Goal: Transcribe the passage of the article on calculating π, starting at the words "Pi - Gregory's" and stopping after "be perfectly random.".

Source extract:

— START —

Pi - Gregory's Series

2011-07-17

Lets calculate π (or Pi if you prefer)! π is an irrational number (amongst other things) which means that it isn't one whole number divided by another whole number. In fact the digits of π are extremely random - if you didn't know they were the digits of π they would be perfectly random.

π has been calculated to billions of decimal places, but in this series of articles, we're going to aim for the more modest target of 100,000,000 decimal places calculated by a python program in a reasonable length of time. We are going to try some different formulae and algorithms following a roughly historical path.

You were probably taught at school that 22/7 is a reasonable approximation to π. Maybe you were even taught that 355/113 was a better one. You were unlikely to have been taught how π is actually calculated. You could draw a circle and measure the circumference, but that is very hard to do accurately.

Luckily maths comes to the rescue. There are 100s of formulae for calculating π, but the simplest one I know of is this:

\begin{equation*}
\frac{\pi}{4} = 1 - \frac{1}{3} + \frac{1}{5} - \frac{1}{7} + \frac{1}{9} - \frac{1}{11} + \frac{1}{13} - \frac{1}{15} + \frac{1}{17} - \cdots
\end{equation*}

This is known as Gregory's Series (or sometimes the Leibnitz formula) for π. That ... stands for keep going forever. To make the next term in the series, alternate the sign, and add 2 to the denominator of the fraction, so + 1/19 is next then - 1/21 etc.

To see why this is true, we need to look at the Leibnitz formula for arctan (or tan⁻¹). This is:

\begin{equation*}
arctan(x) = x - \frac{x^3}{3} + \frac{x^5}{5} - \frac{x^7}{7} + \frac{x^9}{9} - \cdots ( -1 <= x <= 1 )
\end{equation*}

Note that the result of arctan(x) is in radians. I'm not going to prove that formula here as it involves calculus, but you can see a proof of the arctan formula if you want.

— END —

Provided material:
— START —

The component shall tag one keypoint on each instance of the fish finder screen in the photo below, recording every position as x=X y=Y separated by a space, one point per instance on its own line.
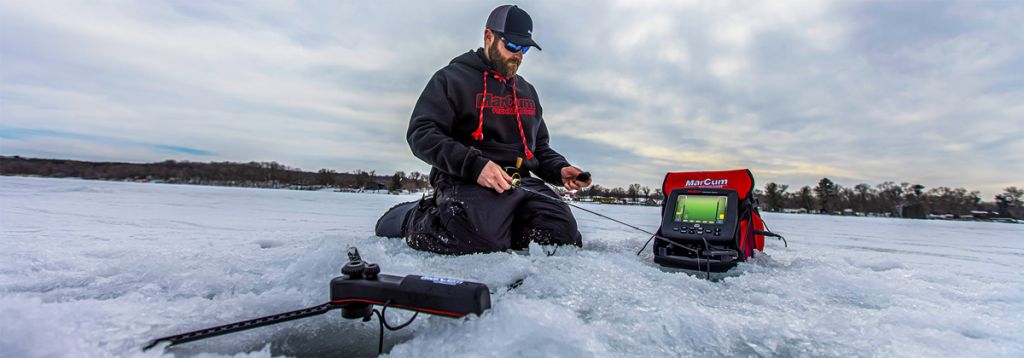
x=700 y=209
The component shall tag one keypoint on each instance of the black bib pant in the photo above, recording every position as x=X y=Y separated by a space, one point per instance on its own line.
x=466 y=218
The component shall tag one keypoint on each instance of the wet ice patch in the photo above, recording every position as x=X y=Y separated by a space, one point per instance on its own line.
x=100 y=272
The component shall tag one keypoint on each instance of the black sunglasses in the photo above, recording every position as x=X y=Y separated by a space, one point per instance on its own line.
x=509 y=45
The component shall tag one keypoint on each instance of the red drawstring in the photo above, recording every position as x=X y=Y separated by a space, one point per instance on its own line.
x=515 y=101
x=478 y=134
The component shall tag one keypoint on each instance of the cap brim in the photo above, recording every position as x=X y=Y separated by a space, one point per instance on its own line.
x=522 y=40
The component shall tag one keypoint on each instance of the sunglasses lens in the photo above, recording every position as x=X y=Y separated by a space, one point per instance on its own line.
x=513 y=47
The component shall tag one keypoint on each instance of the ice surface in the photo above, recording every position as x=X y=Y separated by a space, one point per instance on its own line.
x=90 y=268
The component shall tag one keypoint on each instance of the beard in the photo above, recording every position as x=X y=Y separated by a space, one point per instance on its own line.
x=507 y=66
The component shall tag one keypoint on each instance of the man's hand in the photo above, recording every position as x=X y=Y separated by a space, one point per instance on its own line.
x=494 y=177
x=568 y=178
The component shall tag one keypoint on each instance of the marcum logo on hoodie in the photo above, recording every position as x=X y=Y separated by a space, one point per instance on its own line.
x=503 y=104
x=707 y=182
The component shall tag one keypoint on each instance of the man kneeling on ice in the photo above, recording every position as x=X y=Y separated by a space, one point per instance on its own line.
x=478 y=124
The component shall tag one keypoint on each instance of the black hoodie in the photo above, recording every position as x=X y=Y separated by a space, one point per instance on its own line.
x=466 y=117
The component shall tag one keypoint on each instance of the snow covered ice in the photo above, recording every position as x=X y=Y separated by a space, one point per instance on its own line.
x=91 y=269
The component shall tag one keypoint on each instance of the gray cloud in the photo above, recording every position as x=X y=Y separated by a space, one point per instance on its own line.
x=927 y=92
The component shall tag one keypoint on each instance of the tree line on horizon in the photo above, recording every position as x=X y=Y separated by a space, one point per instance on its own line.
x=903 y=199
x=252 y=174
x=888 y=198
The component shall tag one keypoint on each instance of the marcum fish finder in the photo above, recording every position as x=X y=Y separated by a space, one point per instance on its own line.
x=710 y=221
x=359 y=288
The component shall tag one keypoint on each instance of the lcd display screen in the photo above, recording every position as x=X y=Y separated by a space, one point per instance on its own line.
x=700 y=209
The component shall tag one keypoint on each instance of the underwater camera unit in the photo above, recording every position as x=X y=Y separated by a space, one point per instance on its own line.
x=359 y=288
x=710 y=221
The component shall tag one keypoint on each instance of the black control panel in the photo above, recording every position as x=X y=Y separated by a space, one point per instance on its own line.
x=700 y=214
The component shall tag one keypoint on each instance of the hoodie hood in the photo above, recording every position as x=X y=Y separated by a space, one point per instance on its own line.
x=475 y=59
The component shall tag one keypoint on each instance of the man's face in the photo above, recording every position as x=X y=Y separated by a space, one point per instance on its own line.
x=507 y=62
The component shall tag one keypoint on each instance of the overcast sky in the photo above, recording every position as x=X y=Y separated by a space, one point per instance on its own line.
x=860 y=92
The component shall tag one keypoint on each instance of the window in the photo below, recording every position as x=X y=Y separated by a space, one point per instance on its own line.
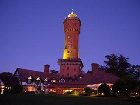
x=62 y=80
x=68 y=74
x=67 y=68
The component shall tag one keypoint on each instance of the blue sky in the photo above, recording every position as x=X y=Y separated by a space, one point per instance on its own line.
x=31 y=31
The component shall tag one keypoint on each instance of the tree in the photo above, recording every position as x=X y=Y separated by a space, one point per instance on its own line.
x=117 y=65
x=11 y=81
x=125 y=84
x=104 y=88
x=88 y=91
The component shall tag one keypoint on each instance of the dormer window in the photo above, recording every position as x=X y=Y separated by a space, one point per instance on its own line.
x=53 y=80
x=46 y=80
x=62 y=80
x=38 y=81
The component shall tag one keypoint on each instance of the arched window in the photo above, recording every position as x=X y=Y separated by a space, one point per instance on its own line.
x=29 y=80
x=53 y=80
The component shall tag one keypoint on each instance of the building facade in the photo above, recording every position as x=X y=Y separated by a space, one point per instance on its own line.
x=71 y=65
x=70 y=76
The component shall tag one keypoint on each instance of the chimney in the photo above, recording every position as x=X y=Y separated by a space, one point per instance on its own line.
x=95 y=67
x=46 y=69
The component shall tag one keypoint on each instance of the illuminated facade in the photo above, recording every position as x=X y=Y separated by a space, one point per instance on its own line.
x=69 y=78
x=71 y=64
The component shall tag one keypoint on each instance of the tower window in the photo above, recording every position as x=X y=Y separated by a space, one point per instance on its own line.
x=67 y=68
x=68 y=74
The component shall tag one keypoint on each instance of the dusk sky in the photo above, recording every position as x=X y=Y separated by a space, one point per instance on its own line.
x=31 y=31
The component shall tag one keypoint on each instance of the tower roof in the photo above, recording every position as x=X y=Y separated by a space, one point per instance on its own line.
x=72 y=14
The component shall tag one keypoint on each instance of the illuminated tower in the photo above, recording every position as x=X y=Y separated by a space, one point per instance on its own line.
x=71 y=64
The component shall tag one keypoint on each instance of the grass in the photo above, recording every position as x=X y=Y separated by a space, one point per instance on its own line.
x=36 y=99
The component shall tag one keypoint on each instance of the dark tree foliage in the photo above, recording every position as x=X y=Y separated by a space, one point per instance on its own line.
x=125 y=84
x=117 y=65
x=88 y=90
x=104 y=88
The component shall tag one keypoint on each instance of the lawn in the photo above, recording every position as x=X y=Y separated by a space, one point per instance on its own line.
x=24 y=99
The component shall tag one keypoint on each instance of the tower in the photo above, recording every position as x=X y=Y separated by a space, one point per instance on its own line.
x=71 y=64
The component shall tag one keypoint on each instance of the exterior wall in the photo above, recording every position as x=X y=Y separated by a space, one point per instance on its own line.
x=58 y=90
x=70 y=70
x=72 y=30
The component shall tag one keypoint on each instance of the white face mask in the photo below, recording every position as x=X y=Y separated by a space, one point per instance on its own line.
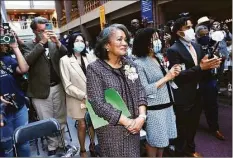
x=157 y=46
x=78 y=47
x=189 y=35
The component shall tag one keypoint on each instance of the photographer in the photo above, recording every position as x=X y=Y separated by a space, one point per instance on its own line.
x=208 y=86
x=44 y=84
x=13 y=110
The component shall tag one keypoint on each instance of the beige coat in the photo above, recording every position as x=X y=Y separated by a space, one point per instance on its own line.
x=74 y=83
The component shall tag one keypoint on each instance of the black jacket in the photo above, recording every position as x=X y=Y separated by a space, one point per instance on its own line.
x=189 y=78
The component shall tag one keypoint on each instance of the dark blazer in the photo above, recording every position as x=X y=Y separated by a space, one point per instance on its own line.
x=39 y=72
x=189 y=78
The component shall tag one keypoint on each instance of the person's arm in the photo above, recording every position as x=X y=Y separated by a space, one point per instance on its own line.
x=22 y=66
x=70 y=89
x=186 y=76
x=95 y=94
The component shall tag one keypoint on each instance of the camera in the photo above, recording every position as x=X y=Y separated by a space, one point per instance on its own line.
x=49 y=26
x=11 y=98
x=6 y=36
x=2 y=115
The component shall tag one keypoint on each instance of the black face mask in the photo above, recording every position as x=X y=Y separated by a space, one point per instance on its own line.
x=204 y=40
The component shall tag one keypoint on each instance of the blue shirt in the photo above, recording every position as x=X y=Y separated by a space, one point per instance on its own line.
x=8 y=83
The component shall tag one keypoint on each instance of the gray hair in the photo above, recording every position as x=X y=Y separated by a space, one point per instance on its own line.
x=104 y=37
x=199 y=28
x=38 y=20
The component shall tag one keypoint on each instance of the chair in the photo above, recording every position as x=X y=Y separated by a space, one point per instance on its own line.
x=34 y=130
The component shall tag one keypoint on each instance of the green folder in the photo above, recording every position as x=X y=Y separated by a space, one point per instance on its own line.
x=112 y=97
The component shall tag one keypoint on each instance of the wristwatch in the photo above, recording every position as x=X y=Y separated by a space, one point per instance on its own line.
x=143 y=116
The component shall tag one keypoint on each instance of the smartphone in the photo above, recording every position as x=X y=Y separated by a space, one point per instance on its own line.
x=49 y=26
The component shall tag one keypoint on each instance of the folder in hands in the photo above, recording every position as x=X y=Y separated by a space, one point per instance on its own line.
x=112 y=97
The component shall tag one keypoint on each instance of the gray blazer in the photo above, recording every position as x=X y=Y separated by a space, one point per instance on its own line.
x=150 y=73
x=39 y=71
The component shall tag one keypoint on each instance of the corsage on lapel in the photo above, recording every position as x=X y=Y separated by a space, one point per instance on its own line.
x=130 y=72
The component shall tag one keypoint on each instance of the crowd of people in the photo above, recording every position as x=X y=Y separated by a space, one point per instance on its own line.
x=165 y=76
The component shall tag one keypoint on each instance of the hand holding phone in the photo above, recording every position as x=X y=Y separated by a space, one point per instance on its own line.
x=49 y=26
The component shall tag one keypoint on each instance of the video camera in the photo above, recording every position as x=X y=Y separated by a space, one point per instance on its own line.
x=6 y=35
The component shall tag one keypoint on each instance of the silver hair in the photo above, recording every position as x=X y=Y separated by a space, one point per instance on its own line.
x=104 y=37
x=199 y=28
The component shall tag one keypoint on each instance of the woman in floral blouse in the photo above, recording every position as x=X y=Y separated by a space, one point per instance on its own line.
x=121 y=137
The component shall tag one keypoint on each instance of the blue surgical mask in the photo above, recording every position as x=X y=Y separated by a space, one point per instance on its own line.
x=204 y=40
x=157 y=46
x=78 y=47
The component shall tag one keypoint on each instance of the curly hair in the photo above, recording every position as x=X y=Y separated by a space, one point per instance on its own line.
x=103 y=39
x=71 y=42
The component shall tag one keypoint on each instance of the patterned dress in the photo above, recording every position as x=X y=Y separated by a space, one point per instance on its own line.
x=113 y=139
x=160 y=124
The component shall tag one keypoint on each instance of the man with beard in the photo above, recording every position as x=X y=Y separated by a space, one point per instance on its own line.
x=42 y=55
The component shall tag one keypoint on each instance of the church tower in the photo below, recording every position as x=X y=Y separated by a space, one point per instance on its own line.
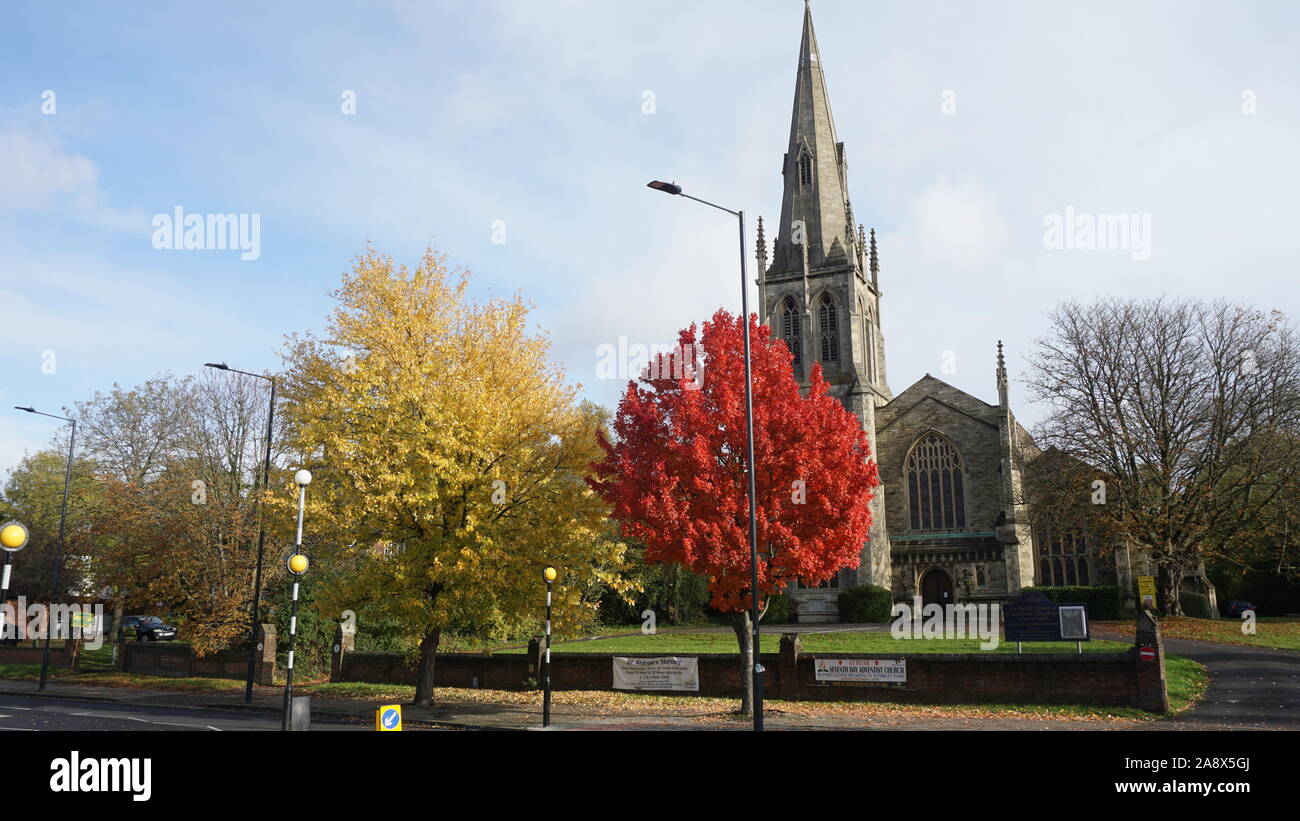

— END —

Response to this task:
Pi - Gregory's Series

2011-07-17

Lets calculate π (or Pi if you prefer)! π is an irrational number (amongst other things) which means that it isn't one whole number divided by another whole number. In fact the digits of π are extremely random - if you didn't know they were the digits of π they would be perfectly random.